Here’s a step by step walk through of Hawking radiation:
Everywhere there is a vacuum (which is almost everwhere, including the space between particles in solid matter), there is a flurry of virtual particles appearing and dissappearing. Virtual photons, particle-antiparticle pairs, energy fields are constantly appearing and disappearing and transforming into one another.
The spontaneous creation of the particle-antiparticle pair (I’ll call it a PAP) is what we shall use to demonstrate Hawking radiation. PAPs are virtual not in the sense that they’re not real, but virtual in the sense that they’re not permanent. Although, given a strong enough source of energy, the virtual PAP can gain enough energy to become long lasting particles, i.e., ‘real’ particles with a stable mass.
Now, a virtual PAP that suddenly appears is on borrowed time, because it’s on borrowed energy it sucks up from quantum fluctuations in the void. After a short while, an incredibly short while, the PAP goes back to the void. Or perhaps, before blinking out of existence, either or both particles may interact with other virtual or real particles or some other energy source.

--------------------

_WHAT IS ASKED_
1. From the Hawking radiation walkthrough, list every kind of thing named as constantly appearing and disappearing in a vacuum.
2. Pick up the Hawking radiation walkthrough after its final sentence and carry the explanation forward.

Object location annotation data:
--------------------

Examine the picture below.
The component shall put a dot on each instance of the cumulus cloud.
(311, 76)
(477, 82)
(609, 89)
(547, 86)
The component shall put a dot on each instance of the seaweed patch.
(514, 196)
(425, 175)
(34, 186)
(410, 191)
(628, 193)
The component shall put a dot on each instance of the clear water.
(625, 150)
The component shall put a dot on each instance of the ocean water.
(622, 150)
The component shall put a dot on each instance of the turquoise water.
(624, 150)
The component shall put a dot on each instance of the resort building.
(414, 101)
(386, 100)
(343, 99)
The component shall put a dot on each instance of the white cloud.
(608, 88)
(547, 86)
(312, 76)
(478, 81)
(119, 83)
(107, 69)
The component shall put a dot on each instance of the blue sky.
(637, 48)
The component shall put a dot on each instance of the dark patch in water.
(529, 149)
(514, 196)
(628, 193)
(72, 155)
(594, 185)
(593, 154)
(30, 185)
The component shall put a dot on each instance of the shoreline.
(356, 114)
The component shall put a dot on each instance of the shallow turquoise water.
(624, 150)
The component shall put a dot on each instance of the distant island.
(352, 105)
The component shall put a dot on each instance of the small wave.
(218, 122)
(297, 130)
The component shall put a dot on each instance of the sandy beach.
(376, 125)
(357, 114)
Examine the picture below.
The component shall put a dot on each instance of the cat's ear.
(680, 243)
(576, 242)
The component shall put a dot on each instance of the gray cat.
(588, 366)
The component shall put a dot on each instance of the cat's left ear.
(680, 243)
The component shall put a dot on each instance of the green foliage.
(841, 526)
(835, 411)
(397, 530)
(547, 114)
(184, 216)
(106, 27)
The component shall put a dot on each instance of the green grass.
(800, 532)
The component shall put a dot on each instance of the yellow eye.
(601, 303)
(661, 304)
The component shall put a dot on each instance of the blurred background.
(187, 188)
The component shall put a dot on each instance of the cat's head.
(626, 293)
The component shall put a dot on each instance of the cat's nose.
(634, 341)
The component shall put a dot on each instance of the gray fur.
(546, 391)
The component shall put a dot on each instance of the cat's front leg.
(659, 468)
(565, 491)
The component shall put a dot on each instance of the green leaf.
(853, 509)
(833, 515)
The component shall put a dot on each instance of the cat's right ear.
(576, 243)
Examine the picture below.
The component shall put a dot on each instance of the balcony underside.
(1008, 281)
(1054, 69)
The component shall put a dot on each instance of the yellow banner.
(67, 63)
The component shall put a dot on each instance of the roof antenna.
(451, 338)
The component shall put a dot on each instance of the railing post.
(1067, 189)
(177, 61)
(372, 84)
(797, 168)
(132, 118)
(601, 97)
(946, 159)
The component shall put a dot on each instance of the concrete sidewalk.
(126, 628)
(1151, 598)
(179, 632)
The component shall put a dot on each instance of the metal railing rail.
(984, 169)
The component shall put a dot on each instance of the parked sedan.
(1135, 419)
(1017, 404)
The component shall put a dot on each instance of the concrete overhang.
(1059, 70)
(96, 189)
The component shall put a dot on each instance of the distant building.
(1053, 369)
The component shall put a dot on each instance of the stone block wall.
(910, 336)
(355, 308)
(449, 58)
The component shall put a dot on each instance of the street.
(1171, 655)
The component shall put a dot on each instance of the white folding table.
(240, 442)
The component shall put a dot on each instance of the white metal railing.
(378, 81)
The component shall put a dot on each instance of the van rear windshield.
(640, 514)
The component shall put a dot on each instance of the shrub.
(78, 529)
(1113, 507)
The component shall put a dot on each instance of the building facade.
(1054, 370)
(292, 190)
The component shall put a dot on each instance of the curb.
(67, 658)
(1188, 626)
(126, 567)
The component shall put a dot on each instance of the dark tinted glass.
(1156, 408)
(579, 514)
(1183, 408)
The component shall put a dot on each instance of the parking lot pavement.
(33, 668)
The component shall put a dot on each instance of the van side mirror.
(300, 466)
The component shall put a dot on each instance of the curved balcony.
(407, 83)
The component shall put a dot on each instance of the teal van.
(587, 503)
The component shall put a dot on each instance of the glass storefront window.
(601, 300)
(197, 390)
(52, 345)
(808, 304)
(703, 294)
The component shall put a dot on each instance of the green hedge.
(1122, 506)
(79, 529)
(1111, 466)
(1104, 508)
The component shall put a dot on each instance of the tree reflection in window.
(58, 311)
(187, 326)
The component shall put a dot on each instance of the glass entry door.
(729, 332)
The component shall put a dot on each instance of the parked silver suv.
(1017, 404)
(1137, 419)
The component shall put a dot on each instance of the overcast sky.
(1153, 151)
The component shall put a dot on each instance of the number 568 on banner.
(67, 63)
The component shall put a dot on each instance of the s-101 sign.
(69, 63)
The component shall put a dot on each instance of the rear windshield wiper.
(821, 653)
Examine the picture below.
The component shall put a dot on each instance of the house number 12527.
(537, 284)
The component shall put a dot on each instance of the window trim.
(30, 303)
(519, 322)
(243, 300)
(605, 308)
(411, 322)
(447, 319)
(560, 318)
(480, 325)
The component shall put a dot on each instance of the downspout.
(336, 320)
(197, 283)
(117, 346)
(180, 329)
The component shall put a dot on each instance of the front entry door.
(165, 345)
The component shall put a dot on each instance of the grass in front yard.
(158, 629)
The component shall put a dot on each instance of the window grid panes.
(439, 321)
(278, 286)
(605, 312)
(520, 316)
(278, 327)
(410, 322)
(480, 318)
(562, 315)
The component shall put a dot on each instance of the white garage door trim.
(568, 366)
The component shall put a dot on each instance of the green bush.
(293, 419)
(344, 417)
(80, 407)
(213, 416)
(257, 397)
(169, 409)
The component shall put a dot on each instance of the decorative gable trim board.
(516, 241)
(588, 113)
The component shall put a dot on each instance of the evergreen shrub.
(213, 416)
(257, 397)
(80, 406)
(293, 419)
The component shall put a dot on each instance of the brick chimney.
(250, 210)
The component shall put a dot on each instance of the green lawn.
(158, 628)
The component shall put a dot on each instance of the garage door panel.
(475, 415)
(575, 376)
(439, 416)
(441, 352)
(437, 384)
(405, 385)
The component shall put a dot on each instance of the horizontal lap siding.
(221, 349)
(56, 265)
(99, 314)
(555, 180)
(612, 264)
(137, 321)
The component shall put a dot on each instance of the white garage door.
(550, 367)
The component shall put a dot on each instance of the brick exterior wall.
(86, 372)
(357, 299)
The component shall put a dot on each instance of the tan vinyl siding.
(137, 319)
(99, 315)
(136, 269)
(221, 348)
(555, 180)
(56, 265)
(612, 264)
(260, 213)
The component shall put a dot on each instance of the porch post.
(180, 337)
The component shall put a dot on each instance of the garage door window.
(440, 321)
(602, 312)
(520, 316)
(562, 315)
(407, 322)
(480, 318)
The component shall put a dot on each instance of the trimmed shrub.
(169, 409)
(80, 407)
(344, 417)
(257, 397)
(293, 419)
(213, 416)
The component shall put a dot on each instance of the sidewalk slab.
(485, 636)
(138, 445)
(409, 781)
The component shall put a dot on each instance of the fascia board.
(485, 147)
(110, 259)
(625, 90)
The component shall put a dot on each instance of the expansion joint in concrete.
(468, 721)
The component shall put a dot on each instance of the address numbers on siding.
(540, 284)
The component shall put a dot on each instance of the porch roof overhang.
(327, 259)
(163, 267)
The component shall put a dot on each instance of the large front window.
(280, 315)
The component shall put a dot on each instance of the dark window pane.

--------------------

_RESPONSES BY TASK_
1. Virtual photons, particle-antiparticle pairs, and energy fields.

2.
Now the creation of PAPs happen constantly outside the event horizon of a black hole and constantly inside the event horizon of a black hole. Ahhh, but what about a virtual PAP created just inside the event horizon. Perhaps it was so close to the event horizon that one of the pair borrowed enough energy to pop outside the even horizon (with a quantum-tunneling, faster-than-lightspeed energy). In that case, that virtual particle has escaped the clutches of the black hole and runs away, while the other one stays behind.
Now, here’s the thing – something, albeit a virtual particle with laughably tiny energy, has escaped a black hole!
Net loss for the hole. Whether you measure mass or energy or gravity – it’s all convertible in the end.
Eventually, Hawking theorizes, that a hole, if not fed with more matter, can radiate away enough energy to dissipate entirely. Probably with a big (little ‘b’) bang when there’s not enough gravitational mass left to support the (nearly?) infinite crushing of matter.
“It’s radiation! Run for it!”
Except that the virtual particles come from just outside the hole, not just inside. The speed of light is not something that you can just tunnel past: It’s always just as far away, no matter how “almost there” you are. And the bang at the end is not due to the black hole ceasing to be a black hole; it’s caused by it becomming a very hot black hole. It might then cease to be a black hole, but we don’t know that, and that’s not necessary for the kaboom.
Papa Geppetto! I’m a real…
No. I can’t go on.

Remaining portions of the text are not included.